TASK:
Repeat exactly the lines of the entries below from the one with "Find the mirror edge" through the one with "Find the reflected shower", both ends included, and nothing else.

DATA FOR THIS TASK:
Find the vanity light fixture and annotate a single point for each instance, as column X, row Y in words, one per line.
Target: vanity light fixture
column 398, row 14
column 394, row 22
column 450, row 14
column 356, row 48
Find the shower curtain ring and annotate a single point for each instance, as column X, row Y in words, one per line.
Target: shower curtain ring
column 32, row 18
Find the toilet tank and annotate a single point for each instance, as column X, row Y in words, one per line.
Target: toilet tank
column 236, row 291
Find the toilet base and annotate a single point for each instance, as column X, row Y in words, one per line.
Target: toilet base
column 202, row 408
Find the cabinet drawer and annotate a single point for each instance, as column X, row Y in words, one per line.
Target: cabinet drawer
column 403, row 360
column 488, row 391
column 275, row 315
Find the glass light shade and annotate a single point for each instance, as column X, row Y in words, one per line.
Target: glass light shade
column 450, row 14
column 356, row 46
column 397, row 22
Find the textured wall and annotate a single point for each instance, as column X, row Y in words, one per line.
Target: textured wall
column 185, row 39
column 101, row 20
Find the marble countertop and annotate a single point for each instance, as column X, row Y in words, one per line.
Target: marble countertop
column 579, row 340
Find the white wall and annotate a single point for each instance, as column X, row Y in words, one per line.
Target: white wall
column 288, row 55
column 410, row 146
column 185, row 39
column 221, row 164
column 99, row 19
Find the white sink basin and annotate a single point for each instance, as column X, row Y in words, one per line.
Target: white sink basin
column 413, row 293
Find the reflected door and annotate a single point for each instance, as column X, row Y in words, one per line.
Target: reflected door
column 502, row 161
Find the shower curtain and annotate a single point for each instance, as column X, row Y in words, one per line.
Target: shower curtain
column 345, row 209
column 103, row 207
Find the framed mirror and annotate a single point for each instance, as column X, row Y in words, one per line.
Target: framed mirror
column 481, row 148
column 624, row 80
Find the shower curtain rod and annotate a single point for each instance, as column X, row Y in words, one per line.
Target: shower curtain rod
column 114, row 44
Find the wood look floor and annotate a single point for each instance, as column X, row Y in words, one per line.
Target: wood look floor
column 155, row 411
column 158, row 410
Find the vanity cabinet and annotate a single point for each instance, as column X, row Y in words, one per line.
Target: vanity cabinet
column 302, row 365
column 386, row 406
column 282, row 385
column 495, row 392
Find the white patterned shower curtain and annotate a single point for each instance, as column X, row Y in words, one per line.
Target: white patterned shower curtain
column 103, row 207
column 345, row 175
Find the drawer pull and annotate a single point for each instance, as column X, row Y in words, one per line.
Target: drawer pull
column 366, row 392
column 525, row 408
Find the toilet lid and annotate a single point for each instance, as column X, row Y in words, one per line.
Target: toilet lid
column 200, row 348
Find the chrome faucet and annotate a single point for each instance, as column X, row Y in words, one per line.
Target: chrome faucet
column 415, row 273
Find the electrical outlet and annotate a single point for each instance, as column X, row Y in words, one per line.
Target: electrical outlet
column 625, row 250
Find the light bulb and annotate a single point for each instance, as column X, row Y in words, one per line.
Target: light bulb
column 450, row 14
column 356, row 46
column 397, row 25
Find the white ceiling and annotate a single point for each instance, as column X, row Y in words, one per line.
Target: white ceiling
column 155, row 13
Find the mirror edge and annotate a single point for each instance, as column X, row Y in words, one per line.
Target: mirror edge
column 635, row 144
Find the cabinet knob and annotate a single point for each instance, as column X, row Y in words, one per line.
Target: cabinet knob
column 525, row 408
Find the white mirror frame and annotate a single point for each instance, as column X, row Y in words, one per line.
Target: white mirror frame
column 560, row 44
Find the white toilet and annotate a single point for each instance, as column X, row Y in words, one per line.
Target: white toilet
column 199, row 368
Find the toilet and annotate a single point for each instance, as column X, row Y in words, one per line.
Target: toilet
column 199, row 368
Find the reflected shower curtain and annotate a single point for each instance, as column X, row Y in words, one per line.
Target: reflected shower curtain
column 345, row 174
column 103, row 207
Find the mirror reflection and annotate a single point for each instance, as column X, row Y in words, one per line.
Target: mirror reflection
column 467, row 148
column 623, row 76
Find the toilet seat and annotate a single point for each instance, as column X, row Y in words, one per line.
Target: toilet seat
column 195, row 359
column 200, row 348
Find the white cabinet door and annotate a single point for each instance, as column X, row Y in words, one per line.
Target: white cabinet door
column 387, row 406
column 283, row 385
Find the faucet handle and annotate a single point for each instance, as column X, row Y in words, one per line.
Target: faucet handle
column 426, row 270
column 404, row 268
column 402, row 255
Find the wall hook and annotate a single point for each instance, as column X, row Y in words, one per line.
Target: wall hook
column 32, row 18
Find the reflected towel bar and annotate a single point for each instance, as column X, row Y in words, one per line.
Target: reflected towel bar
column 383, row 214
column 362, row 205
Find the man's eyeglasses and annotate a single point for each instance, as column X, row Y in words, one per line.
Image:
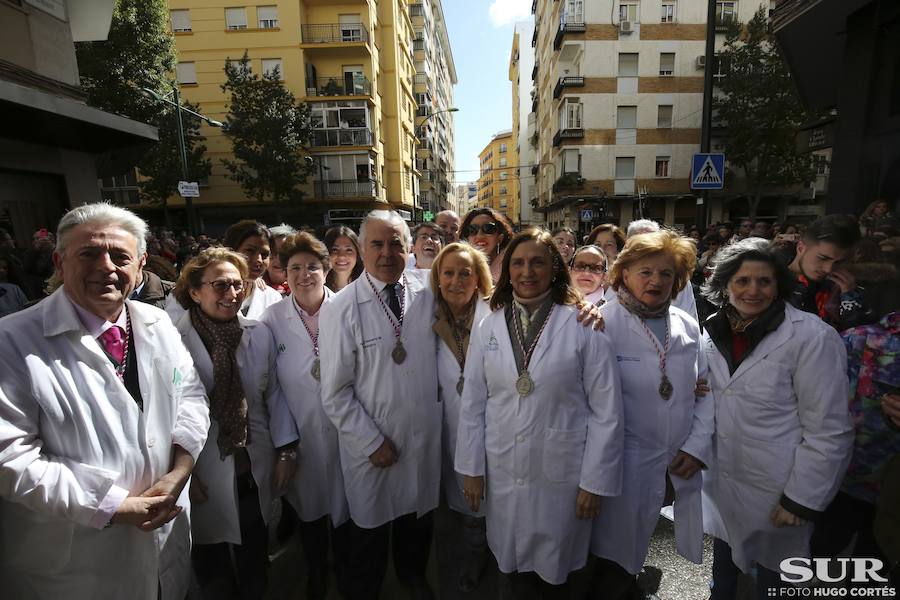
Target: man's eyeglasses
column 485, row 228
column 596, row 269
column 220, row 286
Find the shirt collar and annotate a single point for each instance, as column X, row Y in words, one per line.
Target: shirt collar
column 95, row 325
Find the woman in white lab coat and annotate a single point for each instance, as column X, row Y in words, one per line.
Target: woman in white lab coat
column 308, row 465
column 540, row 430
column 231, row 487
column 783, row 431
column 460, row 281
column 668, row 429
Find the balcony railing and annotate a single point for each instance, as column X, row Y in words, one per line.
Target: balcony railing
column 347, row 188
column 565, row 82
column 564, row 134
column 342, row 137
column 331, row 33
column 568, row 24
column 350, row 84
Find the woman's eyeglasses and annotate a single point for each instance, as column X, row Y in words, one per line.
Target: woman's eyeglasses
column 220, row 286
column 485, row 228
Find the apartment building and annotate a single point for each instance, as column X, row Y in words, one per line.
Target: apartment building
column 350, row 60
column 495, row 185
column 433, row 87
column 617, row 108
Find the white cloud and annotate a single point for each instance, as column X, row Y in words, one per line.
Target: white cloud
column 505, row 12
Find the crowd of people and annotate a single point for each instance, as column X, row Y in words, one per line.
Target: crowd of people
column 162, row 395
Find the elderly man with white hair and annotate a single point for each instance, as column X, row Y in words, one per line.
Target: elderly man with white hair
column 102, row 416
column 685, row 299
column 379, row 388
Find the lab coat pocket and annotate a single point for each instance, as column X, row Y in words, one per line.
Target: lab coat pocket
column 563, row 454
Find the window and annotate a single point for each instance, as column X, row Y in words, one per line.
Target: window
column 662, row 166
column 628, row 12
column 236, row 18
column 668, row 12
column 667, row 64
column 267, row 17
column 625, row 167
column 726, row 12
column 270, row 65
column 628, row 64
column 664, row 116
column 186, row 72
column 181, row 20
column 626, row 117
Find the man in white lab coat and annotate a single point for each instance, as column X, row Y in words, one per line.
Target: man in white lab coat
column 101, row 418
column 379, row 388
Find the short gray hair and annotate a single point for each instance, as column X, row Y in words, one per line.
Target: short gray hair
column 281, row 230
column 642, row 226
column 392, row 218
column 106, row 214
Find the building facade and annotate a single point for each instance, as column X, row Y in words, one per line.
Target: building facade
column 498, row 170
column 352, row 61
column 434, row 81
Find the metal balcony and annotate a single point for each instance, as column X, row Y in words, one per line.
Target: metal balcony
column 347, row 188
column 342, row 137
column 564, row 134
column 349, row 84
column 565, row 82
column 332, row 33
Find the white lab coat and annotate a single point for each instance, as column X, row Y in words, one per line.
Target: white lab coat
column 782, row 427
column 684, row 299
column 536, row 451
column 216, row 520
column 367, row 396
column 655, row 430
column 448, row 377
column 294, row 399
column 69, row 430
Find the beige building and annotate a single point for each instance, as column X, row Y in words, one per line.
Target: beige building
column 495, row 185
column 352, row 61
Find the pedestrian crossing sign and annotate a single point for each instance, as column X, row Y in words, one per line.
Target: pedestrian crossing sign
column 708, row 172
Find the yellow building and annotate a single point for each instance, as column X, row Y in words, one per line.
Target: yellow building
column 495, row 186
column 350, row 60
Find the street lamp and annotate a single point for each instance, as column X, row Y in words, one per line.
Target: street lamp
column 182, row 146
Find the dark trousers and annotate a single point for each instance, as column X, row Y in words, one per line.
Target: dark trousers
column 726, row 573
column 362, row 554
column 246, row 577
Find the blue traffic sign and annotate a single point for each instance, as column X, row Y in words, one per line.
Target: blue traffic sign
column 708, row 172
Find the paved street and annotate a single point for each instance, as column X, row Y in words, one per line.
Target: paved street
column 666, row 574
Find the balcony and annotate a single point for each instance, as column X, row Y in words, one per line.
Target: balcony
column 342, row 137
column 350, row 84
column 347, row 188
column 567, row 134
column 568, row 24
column 334, row 33
column 564, row 82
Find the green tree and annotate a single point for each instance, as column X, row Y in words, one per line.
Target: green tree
column 759, row 109
column 269, row 132
column 140, row 53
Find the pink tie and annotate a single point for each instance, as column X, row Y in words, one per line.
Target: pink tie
column 114, row 343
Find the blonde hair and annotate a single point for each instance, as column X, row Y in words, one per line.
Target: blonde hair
column 642, row 245
column 191, row 277
column 485, row 284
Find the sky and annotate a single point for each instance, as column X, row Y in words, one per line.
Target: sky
column 481, row 34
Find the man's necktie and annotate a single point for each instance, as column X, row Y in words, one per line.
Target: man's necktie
column 113, row 342
column 393, row 300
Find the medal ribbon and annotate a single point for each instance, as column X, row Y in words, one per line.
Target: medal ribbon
column 313, row 338
column 398, row 327
column 526, row 354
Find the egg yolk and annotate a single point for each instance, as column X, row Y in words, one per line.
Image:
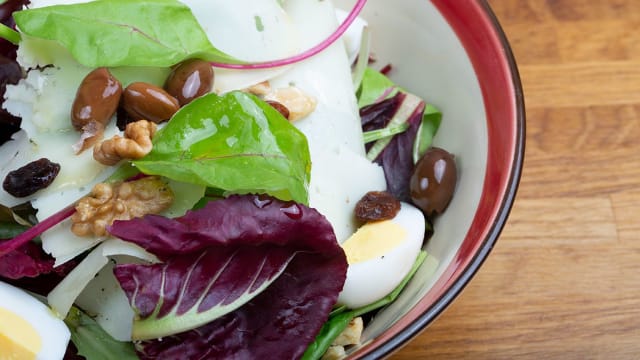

RESULT FOR THIS TASK:
Find the mirror edge and annotate a single point for each instance, as column X, row Y in words, one per line.
Target: mirror edge
column 635, row 144
Find the cabinet knob and annotate a single point for each instance, as column X, row Y in words, one per line.
Target: cabinet knob
column 525, row 408
Find the white mirror frame and annotate a single point for each instance, as column X, row Y in words, one per line.
Target: white mirror frame
column 560, row 44
Find the white toilet and annotate a single point for each instance, as column X, row Y in words, one per line.
Target: white toilet
column 199, row 368
Find the toilet and annotate a single point for each instance, as column X, row Y in words, one per line.
Target: toilet
column 199, row 368
Find the reflected shower curtain and annotate a single point for each instance, as column X, row Y in words, one per line.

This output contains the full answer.